To be done – Copy every record exactly, and keep the pictures out.
Start Records for processing
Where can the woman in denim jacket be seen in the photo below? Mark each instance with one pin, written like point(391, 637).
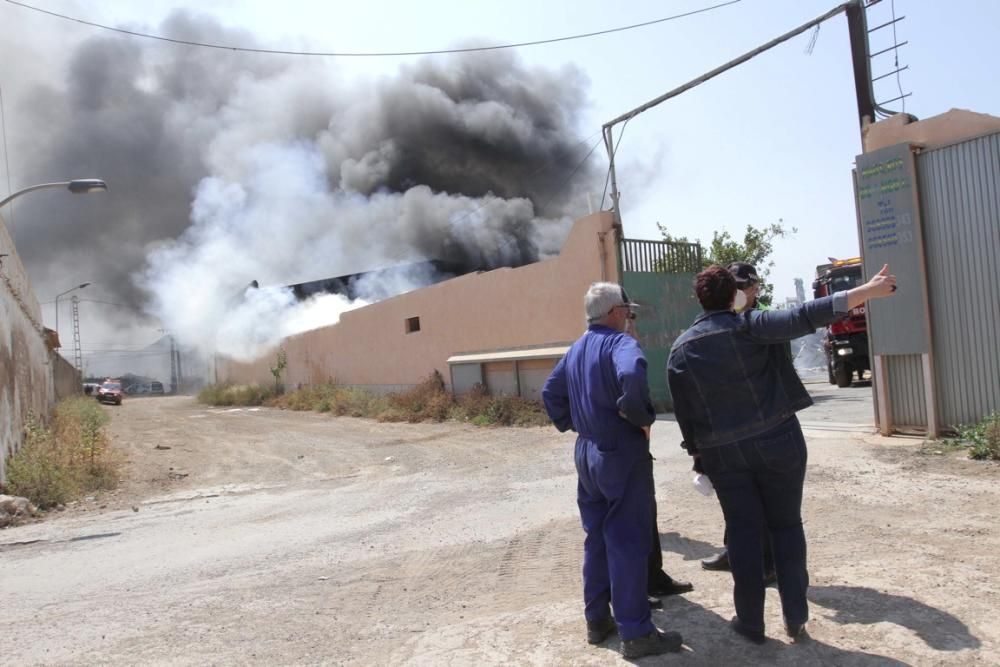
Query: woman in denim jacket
point(735, 395)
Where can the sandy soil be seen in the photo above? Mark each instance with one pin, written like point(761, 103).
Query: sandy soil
point(270, 537)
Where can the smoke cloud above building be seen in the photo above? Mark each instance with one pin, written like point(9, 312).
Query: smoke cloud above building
point(226, 167)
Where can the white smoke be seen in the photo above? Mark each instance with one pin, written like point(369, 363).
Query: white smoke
point(296, 176)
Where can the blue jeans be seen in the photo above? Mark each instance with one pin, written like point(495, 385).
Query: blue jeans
point(759, 482)
point(614, 490)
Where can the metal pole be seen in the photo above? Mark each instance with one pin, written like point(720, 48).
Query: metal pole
point(77, 349)
point(729, 65)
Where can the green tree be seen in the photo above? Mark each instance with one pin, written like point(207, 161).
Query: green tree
point(756, 247)
point(280, 363)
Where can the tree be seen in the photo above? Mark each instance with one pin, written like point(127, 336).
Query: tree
point(755, 248)
point(280, 363)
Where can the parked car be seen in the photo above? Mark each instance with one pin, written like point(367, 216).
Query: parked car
point(110, 392)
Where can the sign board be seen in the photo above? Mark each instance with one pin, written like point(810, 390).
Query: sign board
point(889, 221)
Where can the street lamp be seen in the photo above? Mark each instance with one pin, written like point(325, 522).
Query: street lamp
point(76, 186)
point(71, 289)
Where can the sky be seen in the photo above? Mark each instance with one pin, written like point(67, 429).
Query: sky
point(772, 140)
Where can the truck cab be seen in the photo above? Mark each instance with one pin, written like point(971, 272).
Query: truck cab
point(846, 343)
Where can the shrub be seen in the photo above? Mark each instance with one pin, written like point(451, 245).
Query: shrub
point(234, 394)
point(70, 457)
point(983, 438)
point(428, 401)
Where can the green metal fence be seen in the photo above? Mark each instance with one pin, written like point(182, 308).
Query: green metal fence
point(659, 276)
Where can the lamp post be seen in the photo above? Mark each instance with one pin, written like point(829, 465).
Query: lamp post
point(76, 186)
point(71, 289)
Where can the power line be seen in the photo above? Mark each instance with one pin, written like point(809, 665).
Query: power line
point(363, 54)
point(6, 159)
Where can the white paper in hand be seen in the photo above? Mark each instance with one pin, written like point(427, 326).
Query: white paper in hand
point(703, 484)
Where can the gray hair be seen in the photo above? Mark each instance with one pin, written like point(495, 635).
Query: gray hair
point(600, 299)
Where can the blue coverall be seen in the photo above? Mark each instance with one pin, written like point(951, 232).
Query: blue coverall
point(599, 390)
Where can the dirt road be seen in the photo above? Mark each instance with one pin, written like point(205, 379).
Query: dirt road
point(269, 537)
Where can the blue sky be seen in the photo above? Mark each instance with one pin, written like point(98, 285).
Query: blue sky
point(773, 139)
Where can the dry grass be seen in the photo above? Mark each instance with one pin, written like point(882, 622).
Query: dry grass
point(429, 401)
point(66, 459)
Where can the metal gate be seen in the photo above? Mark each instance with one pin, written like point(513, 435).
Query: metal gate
point(659, 275)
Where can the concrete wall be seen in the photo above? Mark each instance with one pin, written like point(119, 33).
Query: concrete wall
End Records for processing
Final result –
Where can the woman in denim jacket be seen in the photo below? Mark each instance with one pin, written like point(391, 637).
Query: woman in denim jacket
point(735, 395)
Where can the sandy soil be seen in the photo above? Mark each instance with one pin, written like point(761, 103).
Query: sandy soil
point(270, 537)
Where can the smoke cloud above building be seen in the photo above? Mark each instance with one pin, written like point(9, 312).
Query: smoke cloud above building
point(226, 167)
Where can the white smoke be seen in the photo above? Mark each instance with one pin, written like point(369, 363).
Query: white smoke
point(296, 176)
Where can the blue jeans be seen in the photo above? Mark each instance with one pin, written like point(495, 385).
Query: blue jeans
point(759, 482)
point(614, 490)
Where can the metal pole be seen in the photo above? Mark each instance with one pin, written like point(720, 48).
Query: metal pole
point(77, 349)
point(729, 65)
Where can the green tree be seen in the photo above? Mark each instance with one pin, written like point(207, 161).
Query: green tree
point(756, 247)
point(280, 363)
Where can the tree be seen in the photo above? Mark each instance with one pin, written like point(127, 336).
Query: tree
point(755, 248)
point(280, 363)
Where can the parked car be seen in the photo above? Mark each instance with one pin, written like point(367, 216).
Query: parked car
point(110, 392)
Where can the sign board be seen in the photo above? Mark each instance with one pin, written like point(810, 390).
Query: sign board
point(889, 221)
Where can the street lamp be seen in the photo above? Mark each instance with one pin, written like point(325, 522).
Query: street lamp
point(76, 186)
point(71, 289)
Where can the sky be seen in the photo above? Mark each instance with one pin, written like point(67, 429).
Query: sky
point(772, 140)
Where can the truck cab be seen in the photo above? Mark each instance with one pin, written like point(971, 272).
Query: truck cab
point(846, 343)
Where can the shrub be seen in the photo above? Mark each instance with one pin, written like point(451, 245).
Query: shrub
point(234, 394)
point(70, 457)
point(983, 438)
point(428, 401)
Where can the green metal fence be seen in the photo above? Mark each instance with one pin, written like point(182, 308).
Query: green metal fence
point(659, 276)
Where can the lamp post be seen in the photo above? Mark each instance with one pin, written like point(829, 465).
Query: lamp post
point(76, 186)
point(71, 289)
Where can the power line be seen in the photo above? Mark each instance with one pin, written like point(809, 665).
Query: power line
point(363, 54)
point(6, 159)
Where can the white paper in hand be seen in the photo above? Mark each instance with one pin, written like point(427, 326).
Query: white paper in hand
point(703, 484)
Where can the gray hair be seen in the photo above? Mark each instance with one pin, written like point(495, 635).
Query: gray hair
point(600, 299)
Where can the blue coverall be seen in the photo above? Mark each instance with one pin, written like point(951, 232).
Query: blue coverall
point(599, 390)
Where can the dirt road be seen in the photo above? Mark each instance with one pin, written like point(205, 379).
Query: dirt road
point(269, 537)
Where can the blue sky be seen in the photo above? Mark each instance with one pin, written like point(98, 285).
Query: blue sky
point(773, 139)
Where can the dry grass be seen in the photo above? Mark each instance with one pin, written like point(882, 622).
Query: dry grass
point(429, 401)
point(66, 459)
Where can the metal gate be seen in the photo above? Mark each instance with one pin, written like point(513, 435).
Query: metal gate
point(659, 275)
Where can the concrete wall be seen in the photo above? Mark each instance with one pin, written like point(119, 33).
Query: concrete wall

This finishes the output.